[What you have to do]: Select and copy every line of the rows below that contains the word "bicycle".

[Records provided]:
++++++++++++++++++++

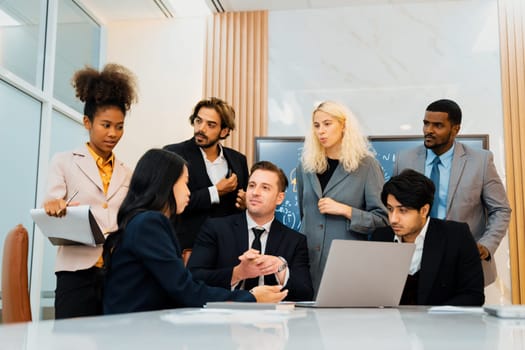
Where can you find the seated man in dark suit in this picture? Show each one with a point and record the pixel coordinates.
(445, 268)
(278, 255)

++++++++++++++++++++

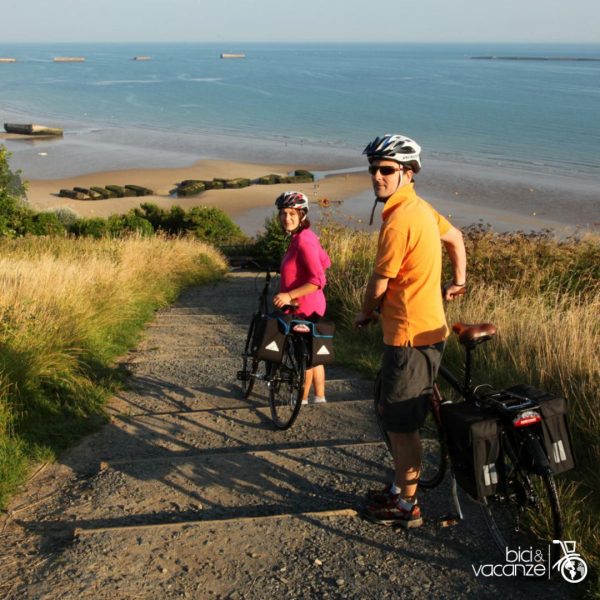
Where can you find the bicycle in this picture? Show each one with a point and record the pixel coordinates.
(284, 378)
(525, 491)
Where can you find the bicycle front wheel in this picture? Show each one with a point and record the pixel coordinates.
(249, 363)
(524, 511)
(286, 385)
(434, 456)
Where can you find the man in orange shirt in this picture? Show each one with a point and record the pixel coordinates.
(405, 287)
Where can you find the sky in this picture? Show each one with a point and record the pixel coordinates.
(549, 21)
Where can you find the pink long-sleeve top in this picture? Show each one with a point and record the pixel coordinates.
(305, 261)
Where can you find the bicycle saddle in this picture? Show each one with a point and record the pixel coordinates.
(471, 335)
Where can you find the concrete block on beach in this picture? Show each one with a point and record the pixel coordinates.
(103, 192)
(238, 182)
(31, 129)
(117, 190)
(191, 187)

++++++++++++++++++++

[Correct result]:
Where can you find the bicycle in this picture? Show each one with a point and record the pixel coordinates.
Where can you find the bicycle front wheel in this picture? Show each one with a point and record the pixel coordinates.
Where can you find the bicycle saddle in this picture? Show each one with a point and record the pixel coordinates.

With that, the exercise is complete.